→ REQUIRED TASKS
1. Can you summarize the cigar-tasting post below in two sentences?
2. Could you carry the cigar-tasting post below forward from its last sentence?

____ SELECTED EXTRACT

Posted: Feb 25, 2009 4:51pm ET
I am not sure what people learned yesterday in a cigar tasting of new production 8-9-8 Partagas versus 8-9-8 Partagas from 1998. The 10-year-old cigar was smoked first during the tasting in a back room of the Partagas Factory in downtown Havana, across from the capital building that is a twin to our own in Washington D.C. London-based cigar aficionado Alex Iapichino was the organizer.

The aged cigar came from the warehouse of Hunters & Frankau, the London-based U.K. distributor for Cuban cigars. It has an aged cigar program whereby it adds a second band to a cigar with the vintage when it was placed in the box. For example, yesterday’s aged 8-9-8 had a gold sub band that read “1998.”

After about 30 minutes, the room was full of smoke. My eyes were watering and I think that the other three dozen or so people were suffering as well. I was asked to comment on the cigar in front of everyone, and I laid into the 8-9-8. I told everyone in my bad Spanish that I thought it started out really well with lots of strength and flavor but that after smoking it down about two thirds of the way, it turned aggressive and acidic. I didn’t like the cigar all that much. I gave it a mercy 82 points, unblind.

________
____ SOURCE MATERIAL

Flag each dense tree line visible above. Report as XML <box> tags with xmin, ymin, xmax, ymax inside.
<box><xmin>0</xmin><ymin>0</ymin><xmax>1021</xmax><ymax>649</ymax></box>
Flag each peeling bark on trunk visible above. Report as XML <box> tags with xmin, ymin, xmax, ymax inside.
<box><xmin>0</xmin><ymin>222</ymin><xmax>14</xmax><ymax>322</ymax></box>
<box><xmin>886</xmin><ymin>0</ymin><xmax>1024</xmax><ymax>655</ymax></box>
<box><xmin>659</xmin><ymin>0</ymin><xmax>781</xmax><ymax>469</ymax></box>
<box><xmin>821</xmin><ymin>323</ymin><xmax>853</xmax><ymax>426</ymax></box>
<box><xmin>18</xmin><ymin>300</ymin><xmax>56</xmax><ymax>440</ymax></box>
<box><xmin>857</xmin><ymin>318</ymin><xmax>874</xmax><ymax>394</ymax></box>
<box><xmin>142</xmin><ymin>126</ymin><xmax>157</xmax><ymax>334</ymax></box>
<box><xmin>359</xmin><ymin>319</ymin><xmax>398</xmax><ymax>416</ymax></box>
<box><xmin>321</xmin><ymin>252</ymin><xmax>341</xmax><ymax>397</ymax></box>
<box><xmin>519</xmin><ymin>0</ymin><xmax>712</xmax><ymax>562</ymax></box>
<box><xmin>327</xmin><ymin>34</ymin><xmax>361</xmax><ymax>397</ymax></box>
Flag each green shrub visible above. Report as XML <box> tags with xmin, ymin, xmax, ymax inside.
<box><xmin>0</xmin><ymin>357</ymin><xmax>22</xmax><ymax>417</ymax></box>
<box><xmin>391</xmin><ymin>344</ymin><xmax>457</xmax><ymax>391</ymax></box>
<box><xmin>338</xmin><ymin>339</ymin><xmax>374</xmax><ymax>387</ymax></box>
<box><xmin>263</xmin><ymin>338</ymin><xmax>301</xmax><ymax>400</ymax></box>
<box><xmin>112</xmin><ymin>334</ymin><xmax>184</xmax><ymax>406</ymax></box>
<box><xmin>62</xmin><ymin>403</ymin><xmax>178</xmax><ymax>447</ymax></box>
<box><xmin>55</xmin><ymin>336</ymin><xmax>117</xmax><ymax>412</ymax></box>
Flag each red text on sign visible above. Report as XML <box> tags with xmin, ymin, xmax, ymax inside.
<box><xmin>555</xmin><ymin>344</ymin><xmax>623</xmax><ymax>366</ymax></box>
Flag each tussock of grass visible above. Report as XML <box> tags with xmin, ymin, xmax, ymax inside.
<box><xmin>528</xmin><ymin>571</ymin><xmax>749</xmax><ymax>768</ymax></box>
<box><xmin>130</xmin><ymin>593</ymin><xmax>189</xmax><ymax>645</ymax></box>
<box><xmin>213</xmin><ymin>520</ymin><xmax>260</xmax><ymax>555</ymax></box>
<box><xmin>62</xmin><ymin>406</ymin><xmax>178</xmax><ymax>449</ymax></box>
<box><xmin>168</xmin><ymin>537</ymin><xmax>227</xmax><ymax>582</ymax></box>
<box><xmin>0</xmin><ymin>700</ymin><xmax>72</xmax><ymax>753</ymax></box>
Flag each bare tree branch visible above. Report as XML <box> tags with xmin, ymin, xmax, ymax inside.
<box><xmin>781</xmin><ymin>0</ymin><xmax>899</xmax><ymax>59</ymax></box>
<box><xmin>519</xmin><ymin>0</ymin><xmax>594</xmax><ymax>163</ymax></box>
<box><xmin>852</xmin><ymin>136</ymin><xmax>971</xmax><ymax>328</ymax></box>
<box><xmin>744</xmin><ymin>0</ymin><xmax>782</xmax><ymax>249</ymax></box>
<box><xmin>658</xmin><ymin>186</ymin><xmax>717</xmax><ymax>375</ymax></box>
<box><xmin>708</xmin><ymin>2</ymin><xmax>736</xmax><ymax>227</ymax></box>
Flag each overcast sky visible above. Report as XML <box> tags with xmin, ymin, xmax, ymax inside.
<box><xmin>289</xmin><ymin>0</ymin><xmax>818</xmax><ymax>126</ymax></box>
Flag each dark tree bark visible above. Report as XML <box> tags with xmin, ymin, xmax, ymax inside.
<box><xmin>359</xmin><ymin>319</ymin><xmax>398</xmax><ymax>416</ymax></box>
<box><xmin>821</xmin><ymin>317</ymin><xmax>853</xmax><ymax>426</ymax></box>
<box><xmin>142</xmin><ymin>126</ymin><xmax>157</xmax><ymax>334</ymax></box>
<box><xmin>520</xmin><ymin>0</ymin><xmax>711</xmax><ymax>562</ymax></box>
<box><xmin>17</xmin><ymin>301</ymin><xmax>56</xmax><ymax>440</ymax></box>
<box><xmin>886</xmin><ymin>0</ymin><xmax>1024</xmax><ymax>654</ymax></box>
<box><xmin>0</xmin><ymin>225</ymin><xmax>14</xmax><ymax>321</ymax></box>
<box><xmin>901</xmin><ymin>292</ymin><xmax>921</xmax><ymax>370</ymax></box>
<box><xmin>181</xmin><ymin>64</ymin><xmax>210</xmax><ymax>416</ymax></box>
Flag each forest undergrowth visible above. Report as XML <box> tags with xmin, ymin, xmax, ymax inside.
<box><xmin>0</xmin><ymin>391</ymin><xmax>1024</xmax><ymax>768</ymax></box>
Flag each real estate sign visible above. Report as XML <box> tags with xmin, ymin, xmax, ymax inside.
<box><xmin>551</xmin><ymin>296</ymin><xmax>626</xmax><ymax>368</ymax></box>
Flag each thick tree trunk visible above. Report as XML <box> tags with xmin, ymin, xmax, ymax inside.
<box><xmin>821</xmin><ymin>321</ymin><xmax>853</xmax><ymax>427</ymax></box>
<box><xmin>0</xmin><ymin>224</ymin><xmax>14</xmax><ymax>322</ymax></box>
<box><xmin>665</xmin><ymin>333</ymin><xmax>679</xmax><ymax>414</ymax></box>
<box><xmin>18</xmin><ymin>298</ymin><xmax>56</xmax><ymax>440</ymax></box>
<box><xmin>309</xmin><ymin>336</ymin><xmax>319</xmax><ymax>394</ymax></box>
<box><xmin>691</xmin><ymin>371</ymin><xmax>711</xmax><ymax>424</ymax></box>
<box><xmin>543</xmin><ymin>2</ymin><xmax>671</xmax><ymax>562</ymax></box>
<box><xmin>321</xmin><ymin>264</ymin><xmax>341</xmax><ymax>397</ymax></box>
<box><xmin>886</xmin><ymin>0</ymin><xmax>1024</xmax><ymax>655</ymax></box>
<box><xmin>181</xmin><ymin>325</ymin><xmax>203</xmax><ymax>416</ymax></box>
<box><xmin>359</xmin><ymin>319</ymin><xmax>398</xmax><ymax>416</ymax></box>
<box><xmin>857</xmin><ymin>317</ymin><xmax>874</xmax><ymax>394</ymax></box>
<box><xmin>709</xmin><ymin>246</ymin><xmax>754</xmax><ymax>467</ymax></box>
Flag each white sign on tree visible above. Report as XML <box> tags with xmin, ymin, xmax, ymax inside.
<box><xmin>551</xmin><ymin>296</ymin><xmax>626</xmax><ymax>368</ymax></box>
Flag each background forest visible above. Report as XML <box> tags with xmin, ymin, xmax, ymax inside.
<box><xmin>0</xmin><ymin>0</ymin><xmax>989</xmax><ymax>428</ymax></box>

________

→ ANSWERS BY TASK
1. At a tasting organized by Alex Iapichino in a back room of the Partagas Factory in Havana, a 1998 8-9-8 Partagas from the aged stock of Hunters & Frankau, marked with a gold "1998" sub band, was smoked ahead of new production. The writer found it strong and flavorful at first but aggressive and acidic after about two thirds, and gave it a mercy 82 points, unblind.

2.
We all had to fill out a questionnaire in Spanish describing our impressions of the cigar. There was one description for overall impressions that said “Would accept if given as a gift.” I added in pen: “depending who gave it.”

 

A few Cubans took offense over my criticism of the aged 898. A technician stood up and spent about 20 minutes lecturing to the group how the cigar was very good and that it needed another 10 years to come around. He said that it needed to oxidize more and complete small fermentations and reduce its impurties. Whatever. The group of tasters, who were mostly cigar aficionados, did not look convinced, and they were from all over the world.